-------- Material shown
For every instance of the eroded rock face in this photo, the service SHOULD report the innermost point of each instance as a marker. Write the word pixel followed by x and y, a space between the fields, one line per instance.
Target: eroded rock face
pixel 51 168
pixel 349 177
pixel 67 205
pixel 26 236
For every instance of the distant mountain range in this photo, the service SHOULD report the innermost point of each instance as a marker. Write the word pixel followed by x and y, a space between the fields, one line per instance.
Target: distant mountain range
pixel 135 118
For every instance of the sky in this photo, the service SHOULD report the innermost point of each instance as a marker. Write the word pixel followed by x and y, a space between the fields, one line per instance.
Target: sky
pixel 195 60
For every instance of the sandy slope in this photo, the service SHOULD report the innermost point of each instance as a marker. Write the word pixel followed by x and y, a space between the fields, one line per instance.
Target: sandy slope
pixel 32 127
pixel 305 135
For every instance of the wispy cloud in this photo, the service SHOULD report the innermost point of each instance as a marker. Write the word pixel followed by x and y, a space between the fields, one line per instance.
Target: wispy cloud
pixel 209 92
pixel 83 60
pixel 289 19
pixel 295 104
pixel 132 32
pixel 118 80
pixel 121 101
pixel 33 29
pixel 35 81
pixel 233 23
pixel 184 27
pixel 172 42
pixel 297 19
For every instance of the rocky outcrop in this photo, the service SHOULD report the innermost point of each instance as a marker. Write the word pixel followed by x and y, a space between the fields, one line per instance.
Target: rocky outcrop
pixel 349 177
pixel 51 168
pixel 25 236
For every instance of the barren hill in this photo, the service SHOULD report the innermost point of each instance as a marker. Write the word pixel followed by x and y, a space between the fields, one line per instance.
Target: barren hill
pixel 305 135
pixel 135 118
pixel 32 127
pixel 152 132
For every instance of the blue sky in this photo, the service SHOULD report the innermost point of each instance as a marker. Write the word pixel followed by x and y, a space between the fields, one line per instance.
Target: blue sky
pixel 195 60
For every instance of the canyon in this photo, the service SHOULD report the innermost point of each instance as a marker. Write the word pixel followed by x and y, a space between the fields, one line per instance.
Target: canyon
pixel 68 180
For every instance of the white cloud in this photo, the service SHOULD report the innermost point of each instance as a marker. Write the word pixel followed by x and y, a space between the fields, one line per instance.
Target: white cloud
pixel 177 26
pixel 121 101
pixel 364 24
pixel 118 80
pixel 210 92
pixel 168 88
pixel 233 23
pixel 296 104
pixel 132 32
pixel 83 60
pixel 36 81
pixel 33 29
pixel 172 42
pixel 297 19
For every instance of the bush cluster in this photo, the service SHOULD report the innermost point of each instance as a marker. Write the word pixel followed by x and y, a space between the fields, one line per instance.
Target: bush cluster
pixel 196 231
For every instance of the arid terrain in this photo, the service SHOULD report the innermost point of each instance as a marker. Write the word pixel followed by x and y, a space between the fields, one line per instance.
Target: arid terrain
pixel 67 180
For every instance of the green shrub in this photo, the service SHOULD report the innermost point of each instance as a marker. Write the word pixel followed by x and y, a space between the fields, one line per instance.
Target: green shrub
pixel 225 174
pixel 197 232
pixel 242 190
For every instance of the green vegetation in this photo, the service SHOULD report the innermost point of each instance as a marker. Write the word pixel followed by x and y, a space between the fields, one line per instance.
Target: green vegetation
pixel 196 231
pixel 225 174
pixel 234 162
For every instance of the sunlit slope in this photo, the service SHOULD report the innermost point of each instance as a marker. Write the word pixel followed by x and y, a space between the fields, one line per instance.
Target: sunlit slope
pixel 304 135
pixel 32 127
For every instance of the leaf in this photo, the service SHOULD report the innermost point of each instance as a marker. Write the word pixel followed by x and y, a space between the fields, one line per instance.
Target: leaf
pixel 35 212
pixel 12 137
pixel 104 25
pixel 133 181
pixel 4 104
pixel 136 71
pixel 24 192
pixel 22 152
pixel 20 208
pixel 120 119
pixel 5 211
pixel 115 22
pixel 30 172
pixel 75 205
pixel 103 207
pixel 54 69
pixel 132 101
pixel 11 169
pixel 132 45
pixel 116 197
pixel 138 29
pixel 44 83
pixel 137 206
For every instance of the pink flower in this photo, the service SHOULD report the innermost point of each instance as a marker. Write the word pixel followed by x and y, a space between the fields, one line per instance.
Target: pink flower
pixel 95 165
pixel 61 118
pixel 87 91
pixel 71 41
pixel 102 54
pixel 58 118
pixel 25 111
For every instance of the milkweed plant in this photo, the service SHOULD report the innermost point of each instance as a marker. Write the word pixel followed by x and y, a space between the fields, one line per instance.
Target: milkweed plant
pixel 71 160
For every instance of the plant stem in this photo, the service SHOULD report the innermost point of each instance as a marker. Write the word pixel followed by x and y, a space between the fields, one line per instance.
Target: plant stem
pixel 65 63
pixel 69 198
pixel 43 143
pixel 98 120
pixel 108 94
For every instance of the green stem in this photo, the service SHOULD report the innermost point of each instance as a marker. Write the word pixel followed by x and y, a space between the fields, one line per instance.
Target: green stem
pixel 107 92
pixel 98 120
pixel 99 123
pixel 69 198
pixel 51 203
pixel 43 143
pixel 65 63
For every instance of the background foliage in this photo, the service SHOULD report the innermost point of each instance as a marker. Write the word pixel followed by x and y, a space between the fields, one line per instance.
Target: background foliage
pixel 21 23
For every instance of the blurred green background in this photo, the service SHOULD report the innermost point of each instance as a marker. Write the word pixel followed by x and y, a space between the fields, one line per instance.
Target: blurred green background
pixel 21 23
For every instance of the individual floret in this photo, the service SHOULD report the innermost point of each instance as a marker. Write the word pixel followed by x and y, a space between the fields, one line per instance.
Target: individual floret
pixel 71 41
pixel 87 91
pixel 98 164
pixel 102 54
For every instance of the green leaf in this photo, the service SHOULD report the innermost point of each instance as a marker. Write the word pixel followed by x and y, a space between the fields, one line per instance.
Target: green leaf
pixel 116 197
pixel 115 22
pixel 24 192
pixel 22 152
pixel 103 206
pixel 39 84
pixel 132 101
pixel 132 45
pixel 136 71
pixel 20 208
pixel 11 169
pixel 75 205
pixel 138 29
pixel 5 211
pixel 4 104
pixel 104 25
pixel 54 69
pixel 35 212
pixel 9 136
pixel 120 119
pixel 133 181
----------------
Please reproduce every line above without any changes, keeping them in their original order.

For every instance of the eroded rock face in this photo, the service SHOULD report the innermost point of each instance as a marker. Write the word pixel followed by x and y, a space between the fields, one line per instance.
Target: eroded rock face
pixel 51 168
pixel 349 177
pixel 67 205
pixel 26 236
For every instance of the distant mountain range in this photo, the service SHOULD report the innermost point of each instance as a marker. Write the word pixel followed by x and y, a space between the fields, one line per instance.
Target: distant mountain range
pixel 135 118
For every instance of the sky in this photo, the service SHOULD report the innermost point of each instance as a marker. Write the word pixel followed by x and y, a space between the fields, one line per instance.
Target: sky
pixel 195 60
For every instance of the sandy slope in this photo, the service SHOULD report the innermost point of each instance as a marker. Write the word pixel followed by x and y, a space between the fields, one line per instance.
Target: sandy slope
pixel 32 127
pixel 305 135
For every instance of the wispy cloud in this photo, the service SHOULD report the innermost point of each instance as a marker. Write the word pixel followed by x and y, a space between the fields, one line per instance.
Target: wispy cloud
pixel 209 92
pixel 83 60
pixel 289 19
pixel 295 104
pixel 132 32
pixel 118 80
pixel 121 101
pixel 33 29
pixel 35 81
pixel 233 23
pixel 184 27
pixel 172 42
pixel 297 19
For every instance of the rocky outcrop in this photo, the service SHOULD report the innermost point of each instance as a marker. Write the word pixel followed by x and y, a space between the fields, one line per instance.
Target: rocky outcrop
pixel 349 177
pixel 51 168
pixel 25 236
For every instance of the barren hill in this photo, the service SHOULD report the innermost point of each instance as a marker. Write the word pixel followed by x and y, a space between the fields, one line per instance.
Target: barren hill
pixel 305 135
pixel 135 118
pixel 32 127
pixel 152 132
For every instance of the blue sky in this photo, the service SHOULD report the innermost point of each instance as a marker. Write the word pixel followed by x and y, a space between the fields, one line per instance.
Target: blue sky
pixel 195 60
For every instance of the canyon in this photo, the service SHOULD report the innermost point of each instance as a marker. Write the word pixel followed by x and y, a space between the fields, one line per instance.
Target: canyon
pixel 68 180
For every instance of the white cloud in this photo, the service SHOULD report the innermost point of each instance as a marker. Write the word pixel followed by x and y, a space between the fields, one line per instance.
Target: white cloud
pixel 177 26
pixel 121 101
pixel 364 24
pixel 118 80
pixel 210 92
pixel 168 88
pixel 233 23
pixel 296 104
pixel 132 32
pixel 83 60
pixel 36 81
pixel 33 29
pixel 172 42
pixel 297 19
For every instance of the bush cluster in this photo, the service SHOULD report the innermost point of each instance as a marker. Write the word pixel followed by x and y, a space between the fields, one line per instance.
Target: bush cluster
pixel 196 231
For every instance of the arid terrain in this photo, the service SHOULD report the innermost point of each instance as a marker. Write the word pixel followed by x and y, a space between the fields, one line per instance.
Target: arid terrain
pixel 67 180
For every instance of the green shrub in this photo, the service SHOULD report the innermost point of each instance as a marker. Write the word pixel followed by x and y, a space between the fields, one line per instance.
Target: green shrub
pixel 225 174
pixel 197 232
pixel 242 190
For every instance of the green vegetation in this photo, the service SHOULD report the innermost point of each instance as a marker. Write the word pixel followed by x and y, a space between the fields, one line per instance.
Target: green vegetation
pixel 196 231
pixel 225 174
pixel 234 162
For every instance of the sunlit slope in this photo, the service SHOULD report the innermost point of each instance as a marker. Write the word pixel followed by x and y, a space between the fields, one line per instance.
Target: sunlit slope
pixel 304 135
pixel 32 127
For every instance of the leaf in this photo, the service SHOULD report the innermost point of each instance as a marker. Write the word pixel followed by x and y, a space between the fields, one line per instance.
Target: leaf
pixel 35 212
pixel 12 137
pixel 104 25
pixel 133 181
pixel 4 104
pixel 136 71
pixel 24 192
pixel 22 152
pixel 20 208
pixel 120 119
pixel 5 211
pixel 115 22
pixel 30 172
pixel 75 205
pixel 103 207
pixel 54 69
pixel 132 101
pixel 11 169
pixel 132 45
pixel 116 197
pixel 138 29
pixel 44 83
pixel 137 206
For every instance of the pink flower in this photo, the service SHOULD report the innermost point of each instance as a marker. Write the word pixel followed by x and y, a space between the fields, one line per instance.
Target: pink flower
pixel 95 165
pixel 61 118
pixel 87 91
pixel 71 41
pixel 102 54
pixel 58 118
pixel 25 111
For every instance of the milkweed plant in this photo, the service SHOULD report the innermost point of each instance as a marker. Write the word pixel followed by x and y, a space between the fields, one line per instance.
Target: milkweed plant
pixel 71 160
For every instance of the plant stem in this photo, the service SHOULD report the innermost point of each instance as a marker. Write the word pixel followed by x and y, a space between the fields, one line per instance.
Target: plant stem
pixel 65 63
pixel 69 198
pixel 43 143
pixel 98 120
pixel 108 94
For every instance of the green stem in this photo, the service SHOULD report the innermost point of each instance as a marker. Write the word pixel followed by x and y, a space between the fields, one line per instance.
Target: green stem
pixel 107 92
pixel 98 120
pixel 99 123
pixel 69 198
pixel 51 203
pixel 43 143
pixel 65 63
For every instance of the background foliage in this photo, the service SHOULD report the innermost point of each instance as a marker. Write the word pixel followed by x and y, a space between the fields, one line per instance.
Target: background foliage
pixel 21 23
For every instance of the blurred green background in this photo, the service SHOULD report the innermost point of each instance as a marker. Write the word pixel followed by x and y, a space between the fields, one line per instance.
Target: blurred green background
pixel 21 23
For every instance of the individual floret in this photo, the service SHOULD report the innermost point of each instance as a marker. Write the word pixel followed by x and y, a space between the fields, one line per instance.
Target: individual floret
pixel 71 41
pixel 87 91
pixel 98 164
pixel 102 54
For every instance of the green leaf in this photo, the service SHOULD report the innermost point of each instance as a marker. Write the word pixel followed by x and y, a space between the fields, one line per instance.
Target: green leaf
pixel 116 197
pixel 115 22
pixel 24 192
pixel 22 152
pixel 103 206
pixel 39 84
pixel 132 101
pixel 132 45
pixel 136 71
pixel 20 208
pixel 11 169
pixel 75 205
pixel 138 29
pixel 5 211
pixel 4 104
pixel 104 25
pixel 54 69
pixel 35 212
pixel 9 136
pixel 120 119
pixel 133 181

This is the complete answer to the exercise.